»Wir müssen vorsichtiger agieren«
Interview: Igor Kusar, Tokio
Im Dezember hat die japanische Regierung entschieden, die Rüstungsausgaben innerhalb von fünf Jahren zu verdoppeln. 2027 sollen sie zwei Prozent des Bruttoinlandprodukts betragen. Wie reagiert Ihre Partei auf diesen Aufrüstungskurs?
Grundsätzlich sind wir gegen die neue Sicherheitsstrategie, insbesondere gegen die Anhebung des Wehretats innerhalb der nächsten fünf Jahre. Die soll durch Steuererhöhungen finanziert werden. Der Kabinettsbeschluss fiel im Dezember, nachdem die Legislaturperiode zu Ende gegangen war – also, ohne dass wir im Parlament darauf hätten reagieren können. Das verstößt gegen die Regeln der Demokratie.
Wir kritisieren zudem die Herangehensweise und die Prioritätensetzung der Regierung. Die Entscheidung zur Verdoppelung fiel, bevor man eine genaue Analyse der neuen Bedrohungslage gemacht und sich für eine Verteidigungsstrategie entschieden hatte. Wichtig wäre es vielmehr, diplomatische Bemühungen zu stärken, damit es gar nicht erst zu einer Eskalation kommt.
In japanischen Medien wird Ihre Partei kritisiert, weil sie sich zu wenig und nicht dezidiert gegen die Aufrüstungspläne der Regierung stellt.
Nun ja, der Rüstungsbereich ist eine komplizierte Sache. Wir bestreiten nicht, dass sich die Bedrohungslage etwa durch den Ukraine-Krieg verändert hat oder dass sich die Militärtechnologie laufend wandelt, vor allem im Weltall und in der Cyberwelt. Wir stimmen zu, dass wir eine Diskussion darüber führen müssen, wie Japan auf diese Entwicklungen reagieren soll.

▶ **Aufgabe**
Gib bitte aus dem Interview zur japanischen Aufrüstung den Abschnitt wortgetreu wieder, der mit den Worten „Wir kritisieren zudem“ einsetzt und mit „einer Eskalation kommt.“ schließt.

▶ **Angezeigte Informationen**
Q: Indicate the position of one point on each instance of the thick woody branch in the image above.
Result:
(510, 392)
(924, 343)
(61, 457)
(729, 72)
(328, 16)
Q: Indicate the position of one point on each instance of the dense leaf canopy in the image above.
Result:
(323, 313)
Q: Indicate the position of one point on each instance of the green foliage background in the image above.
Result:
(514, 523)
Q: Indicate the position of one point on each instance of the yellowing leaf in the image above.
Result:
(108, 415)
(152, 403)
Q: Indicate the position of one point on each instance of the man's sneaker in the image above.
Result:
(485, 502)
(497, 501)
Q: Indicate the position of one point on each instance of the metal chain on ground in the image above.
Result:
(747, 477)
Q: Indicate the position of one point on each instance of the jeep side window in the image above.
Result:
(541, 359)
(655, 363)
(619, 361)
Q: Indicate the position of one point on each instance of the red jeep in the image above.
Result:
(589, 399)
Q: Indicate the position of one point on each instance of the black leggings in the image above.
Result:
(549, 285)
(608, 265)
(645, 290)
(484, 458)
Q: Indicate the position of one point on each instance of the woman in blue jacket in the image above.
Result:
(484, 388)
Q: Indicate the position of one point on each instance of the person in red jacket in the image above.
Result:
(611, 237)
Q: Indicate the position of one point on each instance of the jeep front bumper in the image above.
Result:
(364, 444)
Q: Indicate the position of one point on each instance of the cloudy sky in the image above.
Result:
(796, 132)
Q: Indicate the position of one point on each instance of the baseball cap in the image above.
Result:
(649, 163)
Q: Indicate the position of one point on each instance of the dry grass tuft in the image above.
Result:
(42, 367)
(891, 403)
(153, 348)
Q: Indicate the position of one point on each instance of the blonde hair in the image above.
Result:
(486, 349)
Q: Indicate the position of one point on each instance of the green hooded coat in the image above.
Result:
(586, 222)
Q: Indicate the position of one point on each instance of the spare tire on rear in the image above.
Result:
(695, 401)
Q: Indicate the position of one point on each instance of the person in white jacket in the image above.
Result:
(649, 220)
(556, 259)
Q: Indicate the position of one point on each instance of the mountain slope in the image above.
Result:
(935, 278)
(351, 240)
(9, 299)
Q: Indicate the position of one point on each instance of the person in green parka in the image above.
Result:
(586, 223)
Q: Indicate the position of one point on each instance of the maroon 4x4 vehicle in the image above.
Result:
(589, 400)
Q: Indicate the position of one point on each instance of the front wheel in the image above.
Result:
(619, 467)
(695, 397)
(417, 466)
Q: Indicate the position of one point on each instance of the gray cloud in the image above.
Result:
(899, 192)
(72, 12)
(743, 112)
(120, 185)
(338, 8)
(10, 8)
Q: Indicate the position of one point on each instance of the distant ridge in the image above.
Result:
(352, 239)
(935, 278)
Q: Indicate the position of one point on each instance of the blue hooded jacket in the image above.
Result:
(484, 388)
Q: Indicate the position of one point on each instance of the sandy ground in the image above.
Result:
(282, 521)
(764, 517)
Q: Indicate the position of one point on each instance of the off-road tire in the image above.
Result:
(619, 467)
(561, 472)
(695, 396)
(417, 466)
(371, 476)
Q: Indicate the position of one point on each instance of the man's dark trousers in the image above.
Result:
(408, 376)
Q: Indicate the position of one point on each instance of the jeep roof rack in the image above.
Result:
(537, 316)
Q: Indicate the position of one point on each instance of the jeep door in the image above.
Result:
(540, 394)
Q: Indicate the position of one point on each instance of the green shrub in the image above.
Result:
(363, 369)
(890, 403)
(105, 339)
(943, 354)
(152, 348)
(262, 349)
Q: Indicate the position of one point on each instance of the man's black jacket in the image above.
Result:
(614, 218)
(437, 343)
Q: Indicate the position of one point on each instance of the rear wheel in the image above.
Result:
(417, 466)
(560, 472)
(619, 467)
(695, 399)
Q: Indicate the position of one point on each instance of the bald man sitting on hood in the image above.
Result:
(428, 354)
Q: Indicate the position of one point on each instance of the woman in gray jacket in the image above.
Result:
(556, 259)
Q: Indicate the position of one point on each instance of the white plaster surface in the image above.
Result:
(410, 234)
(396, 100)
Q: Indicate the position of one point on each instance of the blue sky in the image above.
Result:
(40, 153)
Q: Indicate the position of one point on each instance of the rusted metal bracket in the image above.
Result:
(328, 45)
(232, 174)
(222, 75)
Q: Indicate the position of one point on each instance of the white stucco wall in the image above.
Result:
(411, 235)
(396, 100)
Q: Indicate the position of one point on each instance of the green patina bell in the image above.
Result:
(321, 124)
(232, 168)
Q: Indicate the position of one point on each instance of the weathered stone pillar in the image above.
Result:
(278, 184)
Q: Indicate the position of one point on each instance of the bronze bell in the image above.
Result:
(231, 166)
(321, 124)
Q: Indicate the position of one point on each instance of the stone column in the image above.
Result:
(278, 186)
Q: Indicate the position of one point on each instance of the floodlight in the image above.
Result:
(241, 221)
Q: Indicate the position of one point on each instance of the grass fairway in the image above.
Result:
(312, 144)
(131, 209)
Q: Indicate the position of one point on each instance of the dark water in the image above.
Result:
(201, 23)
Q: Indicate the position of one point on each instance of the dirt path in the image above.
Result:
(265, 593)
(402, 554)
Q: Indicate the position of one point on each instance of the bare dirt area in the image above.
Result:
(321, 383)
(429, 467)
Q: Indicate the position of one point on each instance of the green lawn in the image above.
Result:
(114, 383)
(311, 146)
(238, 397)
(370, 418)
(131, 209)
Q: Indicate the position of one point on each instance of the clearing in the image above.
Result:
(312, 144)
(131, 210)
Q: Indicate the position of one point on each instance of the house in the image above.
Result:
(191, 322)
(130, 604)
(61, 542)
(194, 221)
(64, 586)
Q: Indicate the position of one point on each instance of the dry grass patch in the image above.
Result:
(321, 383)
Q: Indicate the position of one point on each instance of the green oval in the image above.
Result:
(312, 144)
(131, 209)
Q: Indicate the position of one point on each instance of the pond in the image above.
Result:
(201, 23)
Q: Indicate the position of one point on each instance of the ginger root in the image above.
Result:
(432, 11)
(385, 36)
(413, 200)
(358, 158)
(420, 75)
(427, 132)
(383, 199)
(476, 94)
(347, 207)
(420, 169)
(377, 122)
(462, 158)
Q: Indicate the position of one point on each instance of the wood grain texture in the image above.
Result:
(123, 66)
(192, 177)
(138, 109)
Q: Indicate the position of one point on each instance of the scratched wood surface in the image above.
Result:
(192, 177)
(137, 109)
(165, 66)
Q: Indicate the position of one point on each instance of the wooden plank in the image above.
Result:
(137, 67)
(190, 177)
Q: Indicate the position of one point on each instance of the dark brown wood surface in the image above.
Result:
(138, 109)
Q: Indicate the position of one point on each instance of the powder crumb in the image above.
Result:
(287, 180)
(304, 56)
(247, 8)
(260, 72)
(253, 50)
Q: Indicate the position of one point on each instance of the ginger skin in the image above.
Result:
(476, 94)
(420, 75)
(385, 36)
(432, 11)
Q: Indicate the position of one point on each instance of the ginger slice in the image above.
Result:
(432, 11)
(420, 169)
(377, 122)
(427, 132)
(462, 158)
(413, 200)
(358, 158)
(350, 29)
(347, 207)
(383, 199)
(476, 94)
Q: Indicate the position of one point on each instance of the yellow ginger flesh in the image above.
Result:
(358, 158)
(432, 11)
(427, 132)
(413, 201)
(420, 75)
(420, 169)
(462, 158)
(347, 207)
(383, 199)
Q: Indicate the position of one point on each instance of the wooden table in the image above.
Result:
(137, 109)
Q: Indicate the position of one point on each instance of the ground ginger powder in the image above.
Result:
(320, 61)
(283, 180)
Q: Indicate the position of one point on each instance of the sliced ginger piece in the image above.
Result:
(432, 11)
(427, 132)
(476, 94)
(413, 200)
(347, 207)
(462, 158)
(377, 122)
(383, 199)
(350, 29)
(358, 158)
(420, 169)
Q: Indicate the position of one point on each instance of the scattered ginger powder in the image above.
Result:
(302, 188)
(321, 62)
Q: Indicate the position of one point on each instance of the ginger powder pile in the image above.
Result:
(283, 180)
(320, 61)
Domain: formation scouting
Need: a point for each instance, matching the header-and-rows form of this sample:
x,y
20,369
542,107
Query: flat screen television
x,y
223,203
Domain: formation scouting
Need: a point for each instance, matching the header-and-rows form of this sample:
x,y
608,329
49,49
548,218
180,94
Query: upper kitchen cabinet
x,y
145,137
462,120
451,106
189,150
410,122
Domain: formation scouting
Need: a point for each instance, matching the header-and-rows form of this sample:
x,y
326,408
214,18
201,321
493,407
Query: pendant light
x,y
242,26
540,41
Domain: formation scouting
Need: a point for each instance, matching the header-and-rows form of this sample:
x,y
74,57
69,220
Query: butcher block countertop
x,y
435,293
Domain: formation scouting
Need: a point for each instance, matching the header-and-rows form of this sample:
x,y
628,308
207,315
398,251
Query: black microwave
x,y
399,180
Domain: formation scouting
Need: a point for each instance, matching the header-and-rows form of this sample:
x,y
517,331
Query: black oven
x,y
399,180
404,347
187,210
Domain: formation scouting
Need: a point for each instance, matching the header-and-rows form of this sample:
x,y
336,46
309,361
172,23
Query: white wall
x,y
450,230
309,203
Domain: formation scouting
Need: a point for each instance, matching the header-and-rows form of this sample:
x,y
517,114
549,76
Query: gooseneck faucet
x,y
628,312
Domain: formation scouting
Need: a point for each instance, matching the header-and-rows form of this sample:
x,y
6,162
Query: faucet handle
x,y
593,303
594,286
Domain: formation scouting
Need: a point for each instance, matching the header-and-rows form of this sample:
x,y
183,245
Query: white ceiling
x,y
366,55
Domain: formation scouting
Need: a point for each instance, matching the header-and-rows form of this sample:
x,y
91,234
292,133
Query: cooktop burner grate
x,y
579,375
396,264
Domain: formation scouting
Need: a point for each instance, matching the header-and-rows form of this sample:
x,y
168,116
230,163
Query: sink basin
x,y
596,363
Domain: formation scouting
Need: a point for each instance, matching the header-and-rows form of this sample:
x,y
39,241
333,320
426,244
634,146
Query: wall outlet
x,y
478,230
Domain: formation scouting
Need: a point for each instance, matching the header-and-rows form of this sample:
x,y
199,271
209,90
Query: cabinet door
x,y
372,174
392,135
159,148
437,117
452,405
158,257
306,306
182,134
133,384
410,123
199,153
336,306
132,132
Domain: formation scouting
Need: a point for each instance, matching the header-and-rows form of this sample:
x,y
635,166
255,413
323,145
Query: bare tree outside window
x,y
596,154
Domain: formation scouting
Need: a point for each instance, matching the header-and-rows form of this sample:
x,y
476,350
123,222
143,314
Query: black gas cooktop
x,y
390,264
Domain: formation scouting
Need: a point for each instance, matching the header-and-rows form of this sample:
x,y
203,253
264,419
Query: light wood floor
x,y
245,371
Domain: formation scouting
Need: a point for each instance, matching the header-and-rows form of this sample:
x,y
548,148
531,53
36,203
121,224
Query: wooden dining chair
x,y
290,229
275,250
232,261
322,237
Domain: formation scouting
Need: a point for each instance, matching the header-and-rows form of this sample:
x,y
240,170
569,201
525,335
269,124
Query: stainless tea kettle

▶ **Musterlösung**
Wir kritisieren zudem die Herangehensweise und die Prioritätensetzung der Regierung. Die Entscheidung zur Verdoppelung fiel, bevor man eine genaue Analyse der neuen Bedrohungslage gemacht und sich für eine Verteidigungsstrategie entschieden hatte. Wichtig wäre es vielmehr, diplomatische Bemühungen zu stärken, damit es gar nicht erst zu einer Eskalation kommt.